• _Assignment_: Each line from the one that contains "--target raised hand" to the end of the entries must be copied word for word, and only those lines.

Segmentation mask data:
● ● ● ● ● ● ●

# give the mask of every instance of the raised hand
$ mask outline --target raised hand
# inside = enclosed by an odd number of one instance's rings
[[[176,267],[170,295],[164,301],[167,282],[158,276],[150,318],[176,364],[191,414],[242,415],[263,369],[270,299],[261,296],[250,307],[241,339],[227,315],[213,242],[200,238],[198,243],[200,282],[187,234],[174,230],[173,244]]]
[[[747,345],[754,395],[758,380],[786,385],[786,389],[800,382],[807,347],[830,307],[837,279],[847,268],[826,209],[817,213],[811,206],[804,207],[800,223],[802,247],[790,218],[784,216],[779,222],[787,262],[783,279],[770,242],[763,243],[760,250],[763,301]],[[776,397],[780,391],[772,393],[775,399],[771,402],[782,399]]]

● ● ● ● ● ● ●

• _Written reply_:
$ mask outline --target raised hand
# inside = enclosed by an odd number of one instance's rings
[[[176,267],[170,295],[164,301],[167,282],[158,276],[150,318],[176,364],[191,414],[242,415],[263,369],[270,299],[261,296],[250,307],[241,339],[227,315],[213,242],[200,238],[198,243],[200,282],[187,234],[174,230],[173,244]]]
[[[747,345],[754,395],[758,380],[786,385],[786,389],[800,382],[807,347],[830,307],[837,279],[847,268],[826,209],[817,213],[811,206],[804,207],[800,223],[802,247],[790,218],[784,216],[779,222],[787,262],[783,279],[770,242],[763,243],[760,250],[763,301]],[[776,397],[780,391],[772,393],[775,399],[771,402],[782,399]]]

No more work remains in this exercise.